Written exercise
Edit all of the entries below by writing them out again with "separate parts" replaced by "disconnected pieces" and nothing else changed.

Extracted material
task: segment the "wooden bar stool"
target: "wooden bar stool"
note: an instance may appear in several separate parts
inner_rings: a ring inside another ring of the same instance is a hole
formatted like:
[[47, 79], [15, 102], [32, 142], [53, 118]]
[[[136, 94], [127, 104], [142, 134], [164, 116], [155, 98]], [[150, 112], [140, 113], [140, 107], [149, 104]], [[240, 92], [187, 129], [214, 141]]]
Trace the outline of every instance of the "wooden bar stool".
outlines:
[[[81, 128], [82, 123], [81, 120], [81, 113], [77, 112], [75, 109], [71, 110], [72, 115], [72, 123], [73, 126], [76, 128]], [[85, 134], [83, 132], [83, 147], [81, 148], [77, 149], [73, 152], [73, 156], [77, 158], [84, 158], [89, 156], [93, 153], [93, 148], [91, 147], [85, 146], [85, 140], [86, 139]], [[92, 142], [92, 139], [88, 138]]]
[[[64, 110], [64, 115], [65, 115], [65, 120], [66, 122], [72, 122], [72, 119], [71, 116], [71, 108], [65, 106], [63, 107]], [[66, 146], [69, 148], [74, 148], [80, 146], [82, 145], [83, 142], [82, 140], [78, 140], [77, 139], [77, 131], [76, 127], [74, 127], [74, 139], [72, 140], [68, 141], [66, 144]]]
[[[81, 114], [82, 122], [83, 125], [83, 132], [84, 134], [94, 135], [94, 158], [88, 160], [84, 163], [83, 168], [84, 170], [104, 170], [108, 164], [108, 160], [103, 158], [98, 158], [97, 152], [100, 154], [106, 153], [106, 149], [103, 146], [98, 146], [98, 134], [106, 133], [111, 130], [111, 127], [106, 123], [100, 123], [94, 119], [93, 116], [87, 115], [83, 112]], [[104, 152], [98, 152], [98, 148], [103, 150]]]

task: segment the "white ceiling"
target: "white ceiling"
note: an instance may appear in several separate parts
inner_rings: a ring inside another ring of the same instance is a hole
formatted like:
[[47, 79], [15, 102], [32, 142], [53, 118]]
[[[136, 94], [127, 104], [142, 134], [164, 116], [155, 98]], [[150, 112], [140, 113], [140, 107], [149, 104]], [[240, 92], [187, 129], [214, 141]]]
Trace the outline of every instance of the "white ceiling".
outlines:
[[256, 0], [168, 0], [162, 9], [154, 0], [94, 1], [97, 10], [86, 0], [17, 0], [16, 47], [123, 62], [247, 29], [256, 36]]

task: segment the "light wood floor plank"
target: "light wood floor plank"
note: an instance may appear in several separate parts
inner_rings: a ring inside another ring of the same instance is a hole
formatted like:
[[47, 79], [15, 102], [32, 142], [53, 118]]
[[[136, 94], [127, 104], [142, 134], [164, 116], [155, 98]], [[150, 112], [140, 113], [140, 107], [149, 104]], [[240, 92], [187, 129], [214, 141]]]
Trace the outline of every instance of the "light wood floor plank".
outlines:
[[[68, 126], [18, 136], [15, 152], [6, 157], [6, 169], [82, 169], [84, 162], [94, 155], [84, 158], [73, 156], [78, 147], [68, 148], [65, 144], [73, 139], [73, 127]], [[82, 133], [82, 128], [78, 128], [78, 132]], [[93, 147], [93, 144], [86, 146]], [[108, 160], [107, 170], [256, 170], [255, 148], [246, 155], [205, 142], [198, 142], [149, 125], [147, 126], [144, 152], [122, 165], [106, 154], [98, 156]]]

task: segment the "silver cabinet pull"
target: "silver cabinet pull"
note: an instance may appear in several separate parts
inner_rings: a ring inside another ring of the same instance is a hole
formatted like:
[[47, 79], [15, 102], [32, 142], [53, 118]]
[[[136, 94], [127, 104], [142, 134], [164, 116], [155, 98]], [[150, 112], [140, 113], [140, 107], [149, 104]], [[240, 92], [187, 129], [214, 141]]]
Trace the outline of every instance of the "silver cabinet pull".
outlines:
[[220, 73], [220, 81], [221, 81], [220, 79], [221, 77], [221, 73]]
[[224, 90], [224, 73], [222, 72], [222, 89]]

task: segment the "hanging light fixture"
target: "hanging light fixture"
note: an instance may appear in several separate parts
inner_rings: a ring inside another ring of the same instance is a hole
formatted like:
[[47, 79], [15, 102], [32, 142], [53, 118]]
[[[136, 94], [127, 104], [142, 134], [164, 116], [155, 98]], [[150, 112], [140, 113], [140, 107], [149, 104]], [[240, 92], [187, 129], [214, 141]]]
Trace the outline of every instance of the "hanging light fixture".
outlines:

Result for this task
task: segment the "wooden bar stool"
target: "wooden bar stool"
note: an instance may appear in several disconnected pieces
inner_rings: a ring inside another ring of the same instance is a hole
formatted like:
[[47, 79], [15, 102], [32, 142], [53, 118]]
[[[136, 94], [127, 104], [142, 134], [164, 116], [155, 98]], [[150, 112], [140, 113], [140, 107], [149, 104]], [[240, 92], [187, 129], [214, 141]]]
Trace the outline of every instance of the "wooden bar stool".
outlines:
[[[81, 128], [82, 123], [81, 120], [81, 113], [77, 112], [75, 109], [71, 110], [72, 115], [72, 123], [73, 126], [76, 128]], [[85, 134], [83, 132], [83, 147], [81, 148], [77, 149], [73, 152], [73, 156], [77, 158], [84, 158], [89, 156], [93, 153], [93, 148], [91, 147], [85, 146], [85, 140], [86, 139]], [[92, 142], [92, 139], [88, 138]]]
[[[64, 110], [64, 115], [65, 115], [65, 120], [66, 122], [72, 122], [72, 119], [71, 116], [71, 108], [65, 106], [63, 107]], [[66, 146], [69, 148], [74, 148], [80, 146], [82, 145], [83, 142], [82, 140], [78, 140], [77, 139], [77, 131], [76, 127], [74, 127], [74, 139], [72, 140], [68, 141], [66, 144]]]
[[[81, 114], [82, 122], [83, 125], [83, 132], [84, 134], [94, 135], [94, 158], [88, 160], [84, 163], [83, 168], [84, 170], [104, 170], [108, 164], [108, 160], [103, 158], [98, 158], [97, 152], [100, 154], [106, 153], [106, 149], [103, 146], [98, 146], [98, 134], [106, 133], [111, 130], [111, 127], [106, 123], [100, 123], [94, 119], [93, 116], [87, 115], [83, 112]], [[104, 152], [98, 152], [98, 148], [103, 150]]]

task: segment the "white ceiling"
target: "white ceiling"
note: an instance may appear in several disconnected pieces
inner_rings: a ring inside another ring of the same instance is a hole
formatted like:
[[47, 79], [15, 102], [32, 142], [53, 118]]
[[[136, 94], [127, 104], [142, 134], [164, 116], [155, 98]], [[150, 112], [140, 113], [140, 107], [149, 104]], [[240, 92], [187, 129], [214, 141]]]
Trace the outline of every instance of the "white ceiling".
outlines:
[[256, 0], [168, 0], [162, 9], [154, 0], [94, 1], [97, 10], [86, 0], [17, 0], [16, 47], [123, 62], [247, 29], [256, 36]]

task: segment the "light wood floor plank"
target: "light wood floor plank"
note: an instance may appear in several disconnected pieces
inner_rings: a ring inside another ring of the same instance is a hole
formatted like:
[[47, 79], [15, 102], [32, 142], [53, 118]]
[[[136, 94], [127, 104], [142, 134], [164, 116], [155, 98]], [[150, 112], [140, 113], [140, 107], [149, 104]], [[240, 92], [187, 129], [214, 141]]]
Trace the outline of every instance of the "light wood floor plank".
outlines:
[[[68, 126], [18, 136], [15, 152], [6, 157], [6, 169], [82, 169], [84, 162], [94, 155], [84, 158], [73, 156], [78, 147], [68, 148], [65, 144], [73, 139], [73, 127]], [[82, 133], [82, 128], [78, 128], [78, 132]], [[93, 147], [93, 144], [86, 146]], [[108, 160], [107, 170], [256, 170], [255, 148], [246, 155], [205, 142], [198, 142], [149, 125], [147, 126], [144, 152], [122, 165], [106, 154], [98, 156]]]

task: segment the "silver cabinet pull"
target: "silver cabinet pull"
note: an instance may appear in several disconnected pieces
inner_rings: a ring inside another ring of the same instance is a hole
formatted like:
[[47, 79], [15, 102], [32, 142], [53, 118]]
[[[136, 94], [127, 104], [142, 134], [164, 116], [155, 98]], [[150, 112], [140, 113], [140, 107], [149, 104]], [[240, 92], [187, 129], [214, 141]]]
Trace the outline of every instance of the "silver cabinet pull".
outlines:
[[220, 73], [220, 81], [221, 81], [220, 79], [221, 77], [221, 73]]
[[224, 90], [224, 73], [222, 72], [222, 89]]

task: segment the "hanging light fixture"
target: "hanging light fixture"
note: an instance may appear in several disconnected pieces
inner_rings: a ring inside another ring of the same instance is a hole
formatted like:
[[47, 79], [15, 102], [32, 142], [53, 118]]
[[[136, 94], [127, 104], [142, 134], [164, 116], [155, 98]], [[150, 112], [140, 113], [140, 107], [149, 104]], [[240, 92], [187, 129], [214, 141]]]
Trace the outline of every instance of the "hanging light fixture".
outlines:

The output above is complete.